**STATED EXERCISE:** Reproduce the lines from the first one through the line containing "x=316 y=428", inclusive, switching "dot" to "mark" and leaving everything else unchanged.

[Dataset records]
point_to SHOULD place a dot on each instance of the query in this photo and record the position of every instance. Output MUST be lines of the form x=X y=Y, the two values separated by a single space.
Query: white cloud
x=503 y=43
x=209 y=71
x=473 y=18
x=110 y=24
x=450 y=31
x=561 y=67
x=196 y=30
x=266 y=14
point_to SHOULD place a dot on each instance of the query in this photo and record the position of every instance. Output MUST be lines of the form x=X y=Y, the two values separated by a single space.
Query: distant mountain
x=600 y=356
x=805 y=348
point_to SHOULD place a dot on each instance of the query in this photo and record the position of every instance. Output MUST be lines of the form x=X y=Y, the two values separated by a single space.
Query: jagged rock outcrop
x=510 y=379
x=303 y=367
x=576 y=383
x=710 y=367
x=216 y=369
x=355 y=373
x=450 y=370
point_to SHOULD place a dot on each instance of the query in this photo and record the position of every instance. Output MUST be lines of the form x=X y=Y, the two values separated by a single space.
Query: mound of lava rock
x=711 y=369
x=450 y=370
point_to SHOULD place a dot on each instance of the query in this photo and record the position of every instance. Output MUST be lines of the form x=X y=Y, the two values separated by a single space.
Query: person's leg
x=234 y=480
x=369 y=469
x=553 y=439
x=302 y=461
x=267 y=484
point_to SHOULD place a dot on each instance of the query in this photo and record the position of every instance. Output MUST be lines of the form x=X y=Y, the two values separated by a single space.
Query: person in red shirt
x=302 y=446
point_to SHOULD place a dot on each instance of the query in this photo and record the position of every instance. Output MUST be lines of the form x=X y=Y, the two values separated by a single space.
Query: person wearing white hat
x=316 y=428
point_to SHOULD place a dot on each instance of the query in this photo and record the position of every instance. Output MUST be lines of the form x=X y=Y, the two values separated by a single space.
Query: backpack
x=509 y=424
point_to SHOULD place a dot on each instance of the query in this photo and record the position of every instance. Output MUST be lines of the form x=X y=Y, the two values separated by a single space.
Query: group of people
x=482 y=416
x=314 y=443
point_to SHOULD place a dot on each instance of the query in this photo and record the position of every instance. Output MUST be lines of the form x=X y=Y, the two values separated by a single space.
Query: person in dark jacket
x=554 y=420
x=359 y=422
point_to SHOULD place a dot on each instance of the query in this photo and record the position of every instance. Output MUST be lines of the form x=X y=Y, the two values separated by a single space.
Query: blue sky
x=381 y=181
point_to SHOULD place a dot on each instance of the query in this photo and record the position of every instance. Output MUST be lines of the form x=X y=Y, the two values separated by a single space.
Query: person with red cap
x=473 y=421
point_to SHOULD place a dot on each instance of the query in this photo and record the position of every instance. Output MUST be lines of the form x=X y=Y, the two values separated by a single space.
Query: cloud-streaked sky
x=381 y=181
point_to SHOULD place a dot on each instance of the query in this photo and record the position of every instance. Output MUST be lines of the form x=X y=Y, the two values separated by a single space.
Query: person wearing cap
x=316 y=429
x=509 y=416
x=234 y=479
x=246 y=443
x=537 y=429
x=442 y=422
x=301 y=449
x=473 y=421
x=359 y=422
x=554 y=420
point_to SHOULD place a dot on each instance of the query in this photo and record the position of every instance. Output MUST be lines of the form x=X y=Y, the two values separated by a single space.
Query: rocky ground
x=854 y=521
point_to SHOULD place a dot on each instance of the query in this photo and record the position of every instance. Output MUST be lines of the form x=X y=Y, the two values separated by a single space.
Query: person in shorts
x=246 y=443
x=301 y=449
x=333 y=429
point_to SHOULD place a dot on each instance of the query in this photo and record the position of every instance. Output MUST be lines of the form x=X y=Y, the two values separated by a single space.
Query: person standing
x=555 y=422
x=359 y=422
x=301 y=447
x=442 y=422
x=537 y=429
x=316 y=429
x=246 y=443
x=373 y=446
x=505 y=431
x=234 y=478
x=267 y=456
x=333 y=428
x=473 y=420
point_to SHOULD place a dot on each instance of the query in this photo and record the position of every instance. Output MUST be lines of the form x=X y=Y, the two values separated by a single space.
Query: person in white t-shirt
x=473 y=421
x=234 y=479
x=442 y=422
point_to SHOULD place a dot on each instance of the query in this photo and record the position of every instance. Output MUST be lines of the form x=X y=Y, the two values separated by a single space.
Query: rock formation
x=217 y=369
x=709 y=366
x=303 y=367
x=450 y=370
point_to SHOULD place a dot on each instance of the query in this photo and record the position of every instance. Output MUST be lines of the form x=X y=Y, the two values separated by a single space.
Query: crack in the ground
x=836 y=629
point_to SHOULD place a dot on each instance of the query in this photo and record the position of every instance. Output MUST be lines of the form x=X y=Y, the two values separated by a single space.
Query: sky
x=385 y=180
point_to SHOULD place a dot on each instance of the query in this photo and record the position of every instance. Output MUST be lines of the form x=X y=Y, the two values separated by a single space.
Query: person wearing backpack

**SOLVED EXERCISE:**
point_to SHOULD place a mark on each instance of the query in this photo and record the position of every instance. Output MUST be lines of the form x=X y=Y, the two values separated by a single space.
Query: white cloud
x=503 y=43
x=209 y=71
x=473 y=18
x=110 y=24
x=450 y=31
x=561 y=67
x=196 y=30
x=266 y=14
point_to SHOULD place a mark on each instance of the query in this photo and record the position of every instance. Output MUST be lines of the form x=X y=Y, the two values separated by a single space.
Query: distant mountain
x=600 y=356
x=805 y=348
point_to SHOULD place a mark on each instance of the query in this photo and record the position of every instance. Output MUST be lines of the form x=X y=Y, the two values separated by a single space.
Query: jagged rock outcrop
x=510 y=379
x=303 y=367
x=576 y=383
x=710 y=367
x=216 y=369
x=355 y=373
x=450 y=370
point_to SHOULD place a mark on each instance of the query in this photo and record the position of every instance. Output MUST be lines of the form x=X y=Y, the two values separated by a single space.
Query: mound of lava rock
x=711 y=369
x=450 y=370
point_to SHOULD place a mark on each instance of the query in this photo and record the position of every instance. Output MUST be lines of the form x=X y=Y, the two values separated by a single space.
Query: person's leg
x=234 y=480
x=369 y=469
x=553 y=439
x=302 y=461
x=267 y=484
point_to SHOULD place a mark on each instance of the query in this photo and record the position of every instance. Output MUST be lines of the form x=X y=Y, the two values separated by a single space.
Query: person in red shirt
x=302 y=446
point_to SHOULD place a mark on each instance of the query in this photo and record the position of every instance. Output MUST be lines of the form x=X y=Y, the two values separated by a single space.
Query: person wearing white hat
x=316 y=428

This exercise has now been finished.